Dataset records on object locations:
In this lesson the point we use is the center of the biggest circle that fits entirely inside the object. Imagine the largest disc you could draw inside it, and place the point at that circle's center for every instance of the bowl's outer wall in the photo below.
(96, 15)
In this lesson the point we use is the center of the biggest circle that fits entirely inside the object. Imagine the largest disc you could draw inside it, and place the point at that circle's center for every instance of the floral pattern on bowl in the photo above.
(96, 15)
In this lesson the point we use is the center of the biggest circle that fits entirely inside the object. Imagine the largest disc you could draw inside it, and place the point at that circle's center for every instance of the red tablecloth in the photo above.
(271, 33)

→ **WRITTEN REQUEST**
Give every line of the records above as a numbered list, omitting blank lines.

→ **OUTPUT OF THE EXERCISE**
1. In this lesson the point we use is the center of the biggest circle that fits entirely inside the object. Imagine the largest disc you could draw inside it, and place the point at that circle's center for every instance of the bowl's outer wall in the photo below.
2. (96, 15)
3. In this lesson the point we use is the center of the biggest circle that fits entirely inside the object. Imagine the largest disc you could draw inside it, and place the point at that circle's center for every instance of the floral pattern on bowl in the photo above.
4. (96, 15)
5. In this lesson the point we use is the center of the biggest circle that fits entirely inside the object. Imagine the largest disc you could draw inside it, and place the point at that circle's center for every instance of the red tablecloth in the photo above.
6. (271, 33)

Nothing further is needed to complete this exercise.